**EXCERPTED TEXT**

---

That judgment it will be recalled adversely affected all the oil producing states with oil wells offshore in that they no longer stood to benefit from the derivation fund. The states that were worst hit were Akwa Ibom and Ondo whose oil deposits are mostly offshore.
Both states were confronted with the possibility of getting zero allocation from the Federation Account. Although it is expected that the proposed bill will ameliorate the hardship caused to the peoples of the Niger-Delta region by the Supreme Court's judgment, it is nevertheless my view that the proposed bill is procedurally flawed and nothing short of a constitutional amendment can abolish the onshore/offshore dichotomy.

Section l of the two-section bill provides that, "As from the commencement of this Act, the continental shelf and the exclusive economic zone of a state of the Federation shall be deemed to be part of that state for the purposes of computing the revenue to the Federation Account from that state pursuant to the provisions of the Constitution of the Federal Republic of Nigeria 1999 or any other enactment."

---

**CHALLENGE 1**
According to the passage on the offshore oil revenue bill, which two states were hit hardest by the Supreme Court's judgment?
**CHALLENGE 2**
Translate this sentence from the passage on the offshore oil revenue bill into French: "Both states were confronted with the possibility of getting zero allocation from the Federation Account."
**CHALLENGE 3**
Resume the passage on the offshore oil revenue bill from the point where it stops.

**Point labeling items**
---

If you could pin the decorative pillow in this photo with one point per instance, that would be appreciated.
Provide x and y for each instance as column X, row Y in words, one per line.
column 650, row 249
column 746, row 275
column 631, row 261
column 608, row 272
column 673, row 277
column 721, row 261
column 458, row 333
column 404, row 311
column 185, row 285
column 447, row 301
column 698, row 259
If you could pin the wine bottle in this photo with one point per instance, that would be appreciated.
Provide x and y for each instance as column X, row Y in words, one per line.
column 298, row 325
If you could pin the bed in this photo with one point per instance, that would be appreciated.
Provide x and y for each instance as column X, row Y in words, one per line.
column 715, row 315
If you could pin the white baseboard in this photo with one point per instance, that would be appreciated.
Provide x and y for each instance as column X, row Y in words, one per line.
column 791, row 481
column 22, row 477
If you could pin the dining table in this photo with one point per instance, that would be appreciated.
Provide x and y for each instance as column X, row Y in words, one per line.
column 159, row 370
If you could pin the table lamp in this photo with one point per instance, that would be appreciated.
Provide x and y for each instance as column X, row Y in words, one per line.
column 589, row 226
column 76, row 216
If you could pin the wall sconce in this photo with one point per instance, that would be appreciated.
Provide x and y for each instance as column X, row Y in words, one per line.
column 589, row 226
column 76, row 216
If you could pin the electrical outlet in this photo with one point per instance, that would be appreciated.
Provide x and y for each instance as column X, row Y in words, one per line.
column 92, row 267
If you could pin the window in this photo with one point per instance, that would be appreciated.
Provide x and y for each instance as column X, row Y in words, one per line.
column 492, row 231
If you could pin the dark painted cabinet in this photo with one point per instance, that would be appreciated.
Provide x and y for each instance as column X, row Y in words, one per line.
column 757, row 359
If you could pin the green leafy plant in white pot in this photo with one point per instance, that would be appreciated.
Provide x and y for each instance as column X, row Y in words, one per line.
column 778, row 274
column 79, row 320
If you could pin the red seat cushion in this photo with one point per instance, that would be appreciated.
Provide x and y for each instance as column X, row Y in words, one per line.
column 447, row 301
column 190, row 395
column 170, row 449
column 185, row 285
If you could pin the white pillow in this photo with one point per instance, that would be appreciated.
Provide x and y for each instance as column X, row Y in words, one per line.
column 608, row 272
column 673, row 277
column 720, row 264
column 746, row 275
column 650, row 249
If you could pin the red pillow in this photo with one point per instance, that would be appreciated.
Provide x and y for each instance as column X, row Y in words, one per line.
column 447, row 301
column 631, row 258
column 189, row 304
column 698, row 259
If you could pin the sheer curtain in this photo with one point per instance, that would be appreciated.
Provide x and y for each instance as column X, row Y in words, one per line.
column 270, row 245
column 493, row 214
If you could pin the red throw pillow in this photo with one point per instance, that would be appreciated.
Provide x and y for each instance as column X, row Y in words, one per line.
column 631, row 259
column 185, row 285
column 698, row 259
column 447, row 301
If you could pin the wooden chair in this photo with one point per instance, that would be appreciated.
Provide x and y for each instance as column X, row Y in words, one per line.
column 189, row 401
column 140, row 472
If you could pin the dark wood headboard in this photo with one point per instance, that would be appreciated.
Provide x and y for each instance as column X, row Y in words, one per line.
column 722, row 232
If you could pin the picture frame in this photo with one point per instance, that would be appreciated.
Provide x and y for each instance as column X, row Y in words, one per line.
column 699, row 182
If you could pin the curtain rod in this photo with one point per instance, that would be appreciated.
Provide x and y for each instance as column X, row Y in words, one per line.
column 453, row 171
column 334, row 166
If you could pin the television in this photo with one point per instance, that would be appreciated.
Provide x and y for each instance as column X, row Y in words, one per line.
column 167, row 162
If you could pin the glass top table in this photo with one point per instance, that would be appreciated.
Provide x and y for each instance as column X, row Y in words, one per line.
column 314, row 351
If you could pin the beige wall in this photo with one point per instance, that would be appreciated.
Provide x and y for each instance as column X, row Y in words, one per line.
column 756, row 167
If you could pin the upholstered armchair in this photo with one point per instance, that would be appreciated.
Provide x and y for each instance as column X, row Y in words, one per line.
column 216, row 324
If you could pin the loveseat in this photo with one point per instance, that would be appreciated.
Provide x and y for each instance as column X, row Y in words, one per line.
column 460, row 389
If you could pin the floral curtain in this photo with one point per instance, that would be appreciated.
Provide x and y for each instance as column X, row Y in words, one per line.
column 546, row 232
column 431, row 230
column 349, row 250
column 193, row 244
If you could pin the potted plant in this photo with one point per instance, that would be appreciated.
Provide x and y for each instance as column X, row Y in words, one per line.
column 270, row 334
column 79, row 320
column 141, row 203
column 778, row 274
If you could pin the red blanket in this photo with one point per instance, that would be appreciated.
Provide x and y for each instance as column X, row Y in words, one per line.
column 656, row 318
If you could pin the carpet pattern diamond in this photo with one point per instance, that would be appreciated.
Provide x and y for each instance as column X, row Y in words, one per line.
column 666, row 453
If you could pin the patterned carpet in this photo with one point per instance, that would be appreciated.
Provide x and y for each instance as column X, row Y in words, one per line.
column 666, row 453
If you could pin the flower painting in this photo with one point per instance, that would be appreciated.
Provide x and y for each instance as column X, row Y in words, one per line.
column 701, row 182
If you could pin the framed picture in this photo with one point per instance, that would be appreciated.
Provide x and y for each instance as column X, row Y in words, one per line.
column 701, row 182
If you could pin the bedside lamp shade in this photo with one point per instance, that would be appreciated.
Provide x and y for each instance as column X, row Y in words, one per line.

---

**TASK RESULT 1**
Akwa Ibom and Ondo.

**TASK RESULT 2**
Les deux États ont été confrontés à la possibilité de ne recevoir aucune allocation du Compte de la Fédération.

**TASK RESULT 3**
Section 162, subsection (2) of the 1999 Constitution states: "The President, upon the receipt of advice from the Revenue Mobilisation Allocation and Fiscal Commission, shall table before the National Assembly proposals for revenue allocation from the Federation Account, and in determining the formula, the National Assembly shall take into account, the allocation principles especially those of population, equality of states, internal revenue generation, land mass, terrain as well as population density: "Provided that the principle of derivation shall be constantly reflected in any approved formula as being not less than 13 % of the revenue accruing to the Federation Account directly from any natural resources."

Subsection (2) of section (1) of the proposed derivation bill further states that, "accordingly, for the purposes of the application of the principle of derivation, it shall be immaterial whether the revenue accruing to the Federation Account from a state is derived from the natural resources located onshore or offshore".
The Act when signed into law will be cited as the Allocation of Revenue (Abolition of Dichotomy in the Application of the Principle of Derivation) Act 2002 and shall be deemed to have come into force in 1st April 2002, the day which according to the President the Supreme Court ruled on the onshore/offshore suit. It is a misconception of law to think that the National Assembly can possibly pass a law to nullify the Supreme Court's judgment.
The National Assembly unlike the British parliament cannot reverse a decision of the Supreme Court involving the interpretation of our Constitution. This is because in Nigeria the Constitution is supreme unlike in Britain where parliament is supreme and there is no written Constitution.

In 1965 the British parliament passed the War Damage Act and abolished the common law principle asserted by the House of Lords in Burmah Oil (Burma Trading). V. Lord Advocate (1964) 2 All ER 348, that the Crown must pay compensation for taking or destroying subjects' property in time of war through the exercise of its prerogative.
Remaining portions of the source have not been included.